--- Referring expression data ---
******
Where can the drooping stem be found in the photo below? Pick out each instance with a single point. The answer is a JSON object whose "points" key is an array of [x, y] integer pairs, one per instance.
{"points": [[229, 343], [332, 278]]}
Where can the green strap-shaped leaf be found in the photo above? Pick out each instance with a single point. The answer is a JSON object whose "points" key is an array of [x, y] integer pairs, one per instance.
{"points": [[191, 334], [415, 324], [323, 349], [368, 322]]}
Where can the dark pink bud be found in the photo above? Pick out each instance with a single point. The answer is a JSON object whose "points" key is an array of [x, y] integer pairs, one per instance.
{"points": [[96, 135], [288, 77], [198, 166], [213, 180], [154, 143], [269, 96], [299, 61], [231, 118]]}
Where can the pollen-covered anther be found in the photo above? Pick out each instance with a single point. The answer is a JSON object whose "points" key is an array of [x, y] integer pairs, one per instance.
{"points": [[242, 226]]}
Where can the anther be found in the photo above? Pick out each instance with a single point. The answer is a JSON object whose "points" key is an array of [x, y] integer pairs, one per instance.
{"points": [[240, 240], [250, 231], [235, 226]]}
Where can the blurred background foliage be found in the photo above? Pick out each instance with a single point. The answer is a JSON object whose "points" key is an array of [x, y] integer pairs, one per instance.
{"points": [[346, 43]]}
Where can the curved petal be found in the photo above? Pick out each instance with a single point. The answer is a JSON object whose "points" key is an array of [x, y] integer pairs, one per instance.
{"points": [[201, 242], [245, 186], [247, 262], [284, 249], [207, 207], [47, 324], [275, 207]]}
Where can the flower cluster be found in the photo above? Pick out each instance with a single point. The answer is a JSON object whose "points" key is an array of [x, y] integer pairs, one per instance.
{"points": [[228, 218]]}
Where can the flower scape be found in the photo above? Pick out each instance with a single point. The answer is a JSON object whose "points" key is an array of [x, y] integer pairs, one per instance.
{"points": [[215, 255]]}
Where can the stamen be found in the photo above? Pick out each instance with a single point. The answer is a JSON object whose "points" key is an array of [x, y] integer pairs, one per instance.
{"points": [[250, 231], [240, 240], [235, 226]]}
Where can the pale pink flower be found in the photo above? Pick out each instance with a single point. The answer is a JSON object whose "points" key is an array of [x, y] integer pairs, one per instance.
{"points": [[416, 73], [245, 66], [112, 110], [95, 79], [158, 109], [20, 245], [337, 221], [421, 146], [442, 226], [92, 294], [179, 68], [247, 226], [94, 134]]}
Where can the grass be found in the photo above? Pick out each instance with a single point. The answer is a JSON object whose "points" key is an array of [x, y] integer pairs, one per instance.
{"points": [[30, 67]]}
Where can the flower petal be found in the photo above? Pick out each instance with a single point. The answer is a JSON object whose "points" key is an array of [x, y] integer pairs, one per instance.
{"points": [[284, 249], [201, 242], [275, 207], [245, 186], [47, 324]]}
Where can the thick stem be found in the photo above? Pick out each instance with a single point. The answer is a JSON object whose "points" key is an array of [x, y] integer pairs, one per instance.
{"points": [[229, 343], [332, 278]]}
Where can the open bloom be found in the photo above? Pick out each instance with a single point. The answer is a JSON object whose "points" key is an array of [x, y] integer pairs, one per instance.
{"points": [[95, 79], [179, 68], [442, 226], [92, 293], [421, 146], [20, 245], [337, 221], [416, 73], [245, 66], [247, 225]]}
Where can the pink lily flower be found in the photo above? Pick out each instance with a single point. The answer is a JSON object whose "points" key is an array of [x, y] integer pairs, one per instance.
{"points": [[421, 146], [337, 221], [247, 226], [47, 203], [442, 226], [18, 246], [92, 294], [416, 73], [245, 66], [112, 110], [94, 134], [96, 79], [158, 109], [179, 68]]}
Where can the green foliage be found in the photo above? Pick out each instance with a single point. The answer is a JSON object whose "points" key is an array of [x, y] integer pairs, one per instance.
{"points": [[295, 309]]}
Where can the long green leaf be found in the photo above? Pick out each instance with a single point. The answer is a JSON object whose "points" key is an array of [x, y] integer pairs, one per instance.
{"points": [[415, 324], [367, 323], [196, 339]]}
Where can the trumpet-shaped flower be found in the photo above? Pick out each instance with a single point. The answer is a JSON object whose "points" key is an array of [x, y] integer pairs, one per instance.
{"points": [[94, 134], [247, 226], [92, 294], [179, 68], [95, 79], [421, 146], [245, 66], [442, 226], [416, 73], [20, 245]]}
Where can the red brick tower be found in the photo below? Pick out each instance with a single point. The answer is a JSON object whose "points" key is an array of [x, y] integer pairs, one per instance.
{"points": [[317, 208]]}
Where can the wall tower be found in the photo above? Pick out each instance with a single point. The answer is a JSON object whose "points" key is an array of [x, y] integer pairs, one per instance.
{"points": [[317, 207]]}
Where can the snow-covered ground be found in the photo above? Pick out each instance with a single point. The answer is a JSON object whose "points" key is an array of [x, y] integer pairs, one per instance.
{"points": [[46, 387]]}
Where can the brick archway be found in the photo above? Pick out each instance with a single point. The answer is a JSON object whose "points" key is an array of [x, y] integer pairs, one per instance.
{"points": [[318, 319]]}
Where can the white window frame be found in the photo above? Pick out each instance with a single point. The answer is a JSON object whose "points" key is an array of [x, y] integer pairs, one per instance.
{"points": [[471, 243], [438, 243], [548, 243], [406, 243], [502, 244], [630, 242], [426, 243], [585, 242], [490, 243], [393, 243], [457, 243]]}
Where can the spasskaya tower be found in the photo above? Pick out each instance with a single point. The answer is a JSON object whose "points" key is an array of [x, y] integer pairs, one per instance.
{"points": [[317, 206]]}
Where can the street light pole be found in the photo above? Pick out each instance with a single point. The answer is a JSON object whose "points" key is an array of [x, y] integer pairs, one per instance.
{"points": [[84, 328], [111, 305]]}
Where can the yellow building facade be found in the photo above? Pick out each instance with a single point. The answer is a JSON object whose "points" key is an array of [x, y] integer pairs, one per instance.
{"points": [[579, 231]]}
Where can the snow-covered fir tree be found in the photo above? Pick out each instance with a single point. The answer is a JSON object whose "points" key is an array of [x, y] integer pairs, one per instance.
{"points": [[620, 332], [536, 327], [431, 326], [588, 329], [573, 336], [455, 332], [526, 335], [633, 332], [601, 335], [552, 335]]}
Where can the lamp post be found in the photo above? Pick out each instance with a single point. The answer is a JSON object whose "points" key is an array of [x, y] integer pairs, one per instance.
******
--- WHAT IS EXPECTED ---
Give back the entries exactly, so that each line matches the original.

--- OUTPUT OF THE EXERCISE ---
Where can the drooping stem be found in the photo below? Pick out each instance with a single point. The answer is a JSON object whose "points" key is an array of [x, y] integer pairs, one per instance.
{"points": [[229, 343], [332, 278]]}
Where can the green strap-shaped leaf be found in the photo above? Pick out each instance with a single point. The answer is a JSON object whose "points" key is an array of [x, y] integer pairs, one per instance.
{"points": [[191, 334], [415, 324], [323, 349], [368, 322]]}
Where can the dark pink bud be found in the photo above? Pick out each instance with a single point. The answer is a JSON object whose "points" key is an array of [x, y] integer pairs, one per instance.
{"points": [[96, 135], [288, 77], [198, 166], [213, 180], [154, 143], [269, 96], [299, 61], [231, 118]]}
Where can the pollen-covered anther be found in the photo above? Pick out each instance with a single point. The answer is a JSON object whose "points" key is an array of [x, y] integer pairs, one per instance.
{"points": [[242, 226]]}
Where can the anther be found in the photo above? Pick out each instance with a single point. The answer is a JSON object whose "points" key is an array of [x, y] integer pairs, one per instance.
{"points": [[240, 240], [250, 231], [235, 226]]}
Where can the blurred background foliage be found in the photo above? Pick out each instance with a single point. The answer is a JSON object whose "points" key is an array of [x, y] integer pairs, one per instance.
{"points": [[346, 43]]}
Where can the curved petal be found in the photo above? Pick out each instance with a single point. The answer is a JSON object whose "points" key is an array of [x, y] integer pairs, one per instance.
{"points": [[201, 242], [245, 186], [247, 262], [284, 249], [207, 207], [47, 324], [275, 207]]}
Where can the flower cluster be found in the photo above? Pick out each instance with a single point. The answer is a JSON object whose "points" key is an array of [x, y] integer pairs, one per instance.
{"points": [[228, 218]]}
Where can the flower scape be found in the photo above? Pick out each instance with a single point. The answer is a JSON object whose "points" key is an array of [x, y] integer pairs, one per instance.
{"points": [[215, 255]]}
Where can the stamen be found in the photo above? Pick out each instance with a single point. The answer is a JSON object whose "points" key is an array of [x, y] integer pairs, one per instance.
{"points": [[250, 231], [240, 240], [235, 226]]}
Where can the pale pink flower be found in the photo above? Pick out each instance with a single point. The answer is a JSON object whose "points" key is an array of [x, y] integer pairs, one per instance.
{"points": [[416, 73], [245, 66], [112, 110], [95, 79], [158, 109], [20, 245], [337, 221], [421, 146], [442, 226], [92, 294], [179, 68], [247, 226], [94, 134]]}
Where can the grass be found in the photo above? Pick out each instance with a single point. The answer is a JSON object whose "points" key is an array of [x, y] integer pairs, one per instance.
{"points": [[30, 67]]}
Where can the flower petal be found in the photo above? Pick out each instance with a single point. The answer is a JSON object whose "points" key is an array of [x, y] integer pairs, one per instance.
{"points": [[284, 249], [201, 242], [275, 207], [245, 186], [47, 324]]}
Where can the thick stem be found in the photo above? Pick out each instance with a single point. The answer is a JSON object whose "points" key is an array of [x, y] integer pairs, one per instance.
{"points": [[229, 343], [332, 278]]}
Where can the open bloom be found in the photo above? Pick out each instance with a single point. The answer is a JSON object whose "points" key is an array of [x, y] integer pairs, one per instance.
{"points": [[95, 79], [179, 68], [442, 226], [92, 293], [421, 146], [20, 245], [337, 221], [416, 73], [245, 66], [247, 225]]}
Where can the pink lily flower be found in the photo above? Pick out each instance with a single point. The answer is a JSON object whose "points" key is an array of [x, y] integer pairs, one per instance.
{"points": [[421, 146], [337, 221], [247, 226], [47, 203], [442, 226], [18, 246], [92, 294], [416, 73], [245, 66], [112, 110], [94, 134], [96, 79], [158, 109], [179, 68]]}
Where can the green foliage be found in the photo above? Pick out each instance with a single point. The answer is a JSON object whose "points" key is an array of [x, y] integer pairs, one per instance.
{"points": [[295, 309]]}
Where can the long green leaf be found in the photo above? Pick out each instance with a single point. The answer is a JSON object whose "points" key is an array of [x, y] integer pairs, one per instance.
{"points": [[415, 324], [367, 323], [196, 339]]}
Where can the trumpet-shaped flower be found in the photo above? Pick out each instance with a single point. The answer is a JSON object whose "points" key is an array of [x, y] integer pairs, one per instance.
{"points": [[94, 134], [247, 226], [92, 294], [179, 68], [95, 79], [421, 146], [245, 66], [442, 226], [416, 73], [20, 245]]}
Where can the red brick tower be found in the photo below? Pick out each instance with a single point. The answer is a JSON object whose "points" key is an array of [x, y] integer pairs, one per instance.
{"points": [[317, 208]]}
Where can the wall tower be found in the photo above? Pick out each instance with a single point. The answer is a JSON object whose "points" key is an array of [x, y] integer pairs, one per instance.
{"points": [[317, 207]]}
Where can the snow-covered ground be found in the photo above? Pick out each instance with a single point. The answer is a JSON object whose "points" key is an array of [x, y] integer pairs, one per instance.
{"points": [[46, 387]]}
Where can the brick archway be found in the photo above? Pick out each instance with a single point. The answer is a JSON object whose "points" key is an array of [x, y] integer pairs, one per instance.
{"points": [[318, 319]]}
Where can the white window frame be found in the photo above? Pick out each instance with a single point. The answer is a JSON object whose "points" key is an array of [x, y] integer pairs, one per instance.
{"points": [[471, 243], [438, 243], [548, 243], [406, 243], [502, 244], [630, 242], [426, 243], [585, 242], [490, 243], [393, 243], [457, 243]]}
Where can the spasskaya tower be found in the photo above? Pick out each instance with a single point. The answer is a JSON object whose "points" key is an array of [x, y] integer pairs, one per instance.
{"points": [[317, 206]]}
Where can the street light pole be found in the photo above? Pick out each instance with a single point. The answer is a JSON object whose "points" key is an array of [x, y] integer pairs, one per instance.
{"points": [[84, 328], [111, 305]]}
Where can the yellow building facade be found in the photo above? Pick out each instance with a single point. The answer is a JSON object whose "points" key is an array of [x, y] integer pairs, one per instance.
{"points": [[579, 231]]}
Where can the snow-covered fir tree be found in the photo above? Pick out each instance with a single point. The answer is a JSON object whose "points" key is an array of [x, y] integer pairs, one per instance.
{"points": [[620, 332], [536, 327], [431, 326], [588, 329], [573, 336], [455, 332], [526, 335], [633, 332], [601, 335], [552, 335]]}
Where can the lamp post be found in the photo above? Pick out each instance with a single point. The answer is a JSON object whose "points" key is an array of [x, y] integer pairs, one per instance.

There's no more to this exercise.